» **TASK TO CARRY OUT**:
Rewrite the rows below as a numbered list, one line per item, leaving out any blank lines.
----
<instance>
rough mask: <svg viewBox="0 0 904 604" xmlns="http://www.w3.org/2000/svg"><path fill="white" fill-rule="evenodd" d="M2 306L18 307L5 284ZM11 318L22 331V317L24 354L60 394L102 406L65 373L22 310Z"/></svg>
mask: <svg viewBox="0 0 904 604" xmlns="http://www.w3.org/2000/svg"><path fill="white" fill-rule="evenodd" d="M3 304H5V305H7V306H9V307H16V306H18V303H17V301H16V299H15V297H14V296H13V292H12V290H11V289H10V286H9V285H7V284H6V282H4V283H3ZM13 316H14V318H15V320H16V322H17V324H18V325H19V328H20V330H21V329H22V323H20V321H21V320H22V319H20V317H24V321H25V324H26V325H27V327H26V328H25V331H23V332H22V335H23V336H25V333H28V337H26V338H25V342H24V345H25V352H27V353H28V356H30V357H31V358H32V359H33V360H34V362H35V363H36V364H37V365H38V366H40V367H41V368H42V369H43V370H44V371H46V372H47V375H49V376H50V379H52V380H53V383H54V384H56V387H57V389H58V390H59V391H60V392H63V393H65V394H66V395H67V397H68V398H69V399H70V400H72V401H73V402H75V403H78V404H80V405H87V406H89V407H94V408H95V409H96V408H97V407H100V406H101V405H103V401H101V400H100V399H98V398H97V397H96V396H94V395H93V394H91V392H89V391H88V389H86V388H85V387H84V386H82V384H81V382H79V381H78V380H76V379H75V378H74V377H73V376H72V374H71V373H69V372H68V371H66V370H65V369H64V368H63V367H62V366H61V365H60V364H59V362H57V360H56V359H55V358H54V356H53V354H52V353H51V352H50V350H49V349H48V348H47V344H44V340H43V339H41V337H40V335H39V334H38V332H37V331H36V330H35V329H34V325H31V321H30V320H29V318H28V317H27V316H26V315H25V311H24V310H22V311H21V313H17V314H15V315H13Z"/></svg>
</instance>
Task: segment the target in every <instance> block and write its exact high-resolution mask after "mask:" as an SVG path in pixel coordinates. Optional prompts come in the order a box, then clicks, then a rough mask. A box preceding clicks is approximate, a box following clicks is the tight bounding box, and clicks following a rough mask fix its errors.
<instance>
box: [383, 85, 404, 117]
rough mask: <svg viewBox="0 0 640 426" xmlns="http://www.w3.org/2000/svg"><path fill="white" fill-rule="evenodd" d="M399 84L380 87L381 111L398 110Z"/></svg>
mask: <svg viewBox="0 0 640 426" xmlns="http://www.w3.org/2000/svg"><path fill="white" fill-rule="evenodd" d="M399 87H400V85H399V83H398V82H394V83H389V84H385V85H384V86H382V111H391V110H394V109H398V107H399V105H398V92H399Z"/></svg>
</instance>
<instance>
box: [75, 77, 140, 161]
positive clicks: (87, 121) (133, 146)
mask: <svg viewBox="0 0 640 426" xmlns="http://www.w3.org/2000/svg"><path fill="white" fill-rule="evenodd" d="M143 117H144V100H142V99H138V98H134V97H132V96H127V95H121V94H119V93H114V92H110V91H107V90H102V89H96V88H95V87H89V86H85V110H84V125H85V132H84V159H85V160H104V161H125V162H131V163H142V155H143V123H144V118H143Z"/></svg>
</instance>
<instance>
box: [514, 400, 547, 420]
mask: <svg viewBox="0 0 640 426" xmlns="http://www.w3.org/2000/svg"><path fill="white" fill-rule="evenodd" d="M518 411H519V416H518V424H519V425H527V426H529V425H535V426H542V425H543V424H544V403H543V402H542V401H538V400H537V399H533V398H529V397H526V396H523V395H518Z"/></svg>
----
» **EXPECTED ANSWER**:
1. <instance>
2. rough mask: <svg viewBox="0 0 904 604" xmlns="http://www.w3.org/2000/svg"><path fill="white" fill-rule="evenodd" d="M2 306L18 307L5 284ZM11 318L22 331V317L24 354L60 394L102 406L65 373L22 310Z"/></svg>
3. mask: <svg viewBox="0 0 904 604" xmlns="http://www.w3.org/2000/svg"><path fill="white" fill-rule="evenodd" d="M3 304H5V305H7V306H9V307H16V306H18V303H17V301H16V299H15V297H14V296H13V292H12V290H11V289H10V286H9V285H7V284H6V282H4V283H3ZM13 316H14V318H15V320H16V322H17V324H18V325H19V328H20V330H21V329H22V323H20V321H21V320H22V319H20V317H24V321H25V324H26V325H27V327H26V328H25V331H23V332H22V335H23V336H25V333H28V337H26V338H25V342H24V345H25V352H27V353H28V356H30V357H31V358H32V359H33V360H34V362H35V363H36V364H37V365H38V366H40V367H41V368H42V369H43V370H44V371H46V372H47V375H49V376H50V379H52V380H53V383H54V384H56V387H57V389H58V390H59V391H60V392H63V393H65V394H66V395H67V397H68V398H69V399H70V400H72V401H73V402H75V403H78V404H80V405H87V406H89V407H94V408H95V409H96V408H97V407H100V406H101V405H103V401H101V400H100V399H98V398H97V397H96V396H94V395H93V394H91V392H89V391H88V389H86V388H85V387H84V386H82V384H81V382H79V381H78V380H76V379H75V378H74V377H73V376H72V374H71V373H69V372H68V371H66V370H65V369H64V368H63V367H62V366H61V365H60V364H59V362H57V360H56V359H55V358H54V356H53V354H52V353H51V352H50V350H49V349H48V348H47V344H44V340H43V339H41V337H40V335H39V334H38V332H37V331H36V330H35V329H34V325H31V321H30V320H29V318H28V317H27V316H26V315H25V311H24V310H22V311H21V313H17V314H15V315H13Z"/></svg>
4. </instance>
5. Task: segment the target in every <instance> block and write its exact high-resolution mask after "mask:" as an SVG path in pixel coordinates. Optional prompts come in the order a box, then clicks, then a rough mask. A box preceding clicks is approximate, a box following clicks is the tight bounding box, and clicks following a rough mask fix its errors.
6. <instance>
7. box: [383, 85, 404, 117]
8. rough mask: <svg viewBox="0 0 640 426" xmlns="http://www.w3.org/2000/svg"><path fill="white" fill-rule="evenodd" d="M399 84L380 87L381 111L398 110Z"/></svg>
9. mask: <svg viewBox="0 0 640 426" xmlns="http://www.w3.org/2000/svg"><path fill="white" fill-rule="evenodd" d="M399 87H400V85H399V83H398V82H394V83H389V84H385V85H384V86H382V111H391V110H394V109H398V107H399V105H398V92H399Z"/></svg>
10. </instance>
11. <instance>
12. box: [75, 77, 140, 161]
13. positive clicks: (87, 121) (133, 146)
14. mask: <svg viewBox="0 0 640 426" xmlns="http://www.w3.org/2000/svg"><path fill="white" fill-rule="evenodd" d="M143 117H144V100H142V99H138V98H134V97H132V96H127V95H121V94H119V93H114V92H110V91H107V90H102V89H96V88H95V87H89V86H85V110H84V125H85V132H84V159H85V160H104V161H125V162H131V163H142V155H143V123H144V118H143Z"/></svg>
15. </instance>
16. <instance>
17. box: [514, 400, 547, 420]
18. mask: <svg viewBox="0 0 640 426" xmlns="http://www.w3.org/2000/svg"><path fill="white" fill-rule="evenodd" d="M518 411H519V416H518V424H519V425H527V426H529V425H535V426H542V425H543V424H544V403H543V402H542V401H538V400H537V399H533V398H529V397H526V396H523V395H518Z"/></svg>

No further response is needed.